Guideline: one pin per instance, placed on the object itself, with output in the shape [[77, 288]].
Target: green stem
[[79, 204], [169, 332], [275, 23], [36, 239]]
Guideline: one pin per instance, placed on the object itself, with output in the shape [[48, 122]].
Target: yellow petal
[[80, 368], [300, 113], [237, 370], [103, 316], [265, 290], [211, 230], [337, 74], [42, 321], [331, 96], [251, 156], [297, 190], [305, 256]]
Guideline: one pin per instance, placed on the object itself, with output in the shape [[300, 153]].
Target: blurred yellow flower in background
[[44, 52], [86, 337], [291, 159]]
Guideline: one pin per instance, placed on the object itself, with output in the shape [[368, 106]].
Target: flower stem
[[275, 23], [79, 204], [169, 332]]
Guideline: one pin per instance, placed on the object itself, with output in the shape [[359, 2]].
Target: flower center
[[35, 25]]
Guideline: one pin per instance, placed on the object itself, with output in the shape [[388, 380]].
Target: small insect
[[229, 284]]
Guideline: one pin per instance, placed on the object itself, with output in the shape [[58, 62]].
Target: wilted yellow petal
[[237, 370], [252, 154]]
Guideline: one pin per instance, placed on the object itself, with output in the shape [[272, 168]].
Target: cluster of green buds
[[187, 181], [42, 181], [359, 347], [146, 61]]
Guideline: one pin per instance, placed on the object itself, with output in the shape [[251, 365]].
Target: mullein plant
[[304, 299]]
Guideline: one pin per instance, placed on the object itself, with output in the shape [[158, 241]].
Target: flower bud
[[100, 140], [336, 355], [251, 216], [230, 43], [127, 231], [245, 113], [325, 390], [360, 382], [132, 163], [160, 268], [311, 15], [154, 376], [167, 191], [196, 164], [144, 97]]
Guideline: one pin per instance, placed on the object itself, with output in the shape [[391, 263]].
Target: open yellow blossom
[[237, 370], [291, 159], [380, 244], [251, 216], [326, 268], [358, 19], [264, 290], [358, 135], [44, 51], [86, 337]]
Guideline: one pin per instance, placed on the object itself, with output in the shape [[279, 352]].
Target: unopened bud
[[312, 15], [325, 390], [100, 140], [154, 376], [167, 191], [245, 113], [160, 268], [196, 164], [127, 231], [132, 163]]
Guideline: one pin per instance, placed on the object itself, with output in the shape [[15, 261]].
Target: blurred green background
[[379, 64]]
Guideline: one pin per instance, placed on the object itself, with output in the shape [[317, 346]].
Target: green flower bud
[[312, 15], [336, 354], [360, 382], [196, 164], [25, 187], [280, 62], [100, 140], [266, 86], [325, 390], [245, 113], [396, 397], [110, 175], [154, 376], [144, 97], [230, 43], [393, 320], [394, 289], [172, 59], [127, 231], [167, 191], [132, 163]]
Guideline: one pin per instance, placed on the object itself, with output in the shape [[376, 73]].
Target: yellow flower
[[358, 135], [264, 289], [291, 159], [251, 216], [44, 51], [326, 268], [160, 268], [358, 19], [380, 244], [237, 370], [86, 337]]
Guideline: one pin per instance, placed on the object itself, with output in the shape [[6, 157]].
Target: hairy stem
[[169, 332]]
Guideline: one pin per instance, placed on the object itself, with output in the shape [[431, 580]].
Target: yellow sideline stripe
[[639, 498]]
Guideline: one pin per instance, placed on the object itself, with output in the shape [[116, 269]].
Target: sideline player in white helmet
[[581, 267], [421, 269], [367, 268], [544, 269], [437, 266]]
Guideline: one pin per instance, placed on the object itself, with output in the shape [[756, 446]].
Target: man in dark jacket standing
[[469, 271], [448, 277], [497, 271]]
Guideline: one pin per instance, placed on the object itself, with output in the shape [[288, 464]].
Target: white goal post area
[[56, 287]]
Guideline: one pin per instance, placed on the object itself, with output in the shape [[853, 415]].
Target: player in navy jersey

══════

[What is being asked]:
Reproduce everything in the data from the line containing "shape [[431, 580]]." down to the line containing "[[56, 287]]", keeping both of those lines.

[Result]:
Guideline: one pin per instance, placed on the object itself, with output in the shape [[431, 580]].
Target: yellow sideline stripe
[[639, 498]]
Guideline: one pin per instance, placed on the object itself, with output in the shape [[116, 269]].
Target: sideline player in white helmet
[[581, 267], [421, 269], [367, 268], [544, 269], [437, 266]]
Guideline: one pin per instance, placed on the object itself, with output in the shape [[756, 446]].
Target: man in dark jacket standing
[[469, 271], [448, 277], [497, 271]]
Guideline: one pin per instance, placed on the object itself, with output in the shape [[288, 464]].
Target: white goal post area
[[56, 287]]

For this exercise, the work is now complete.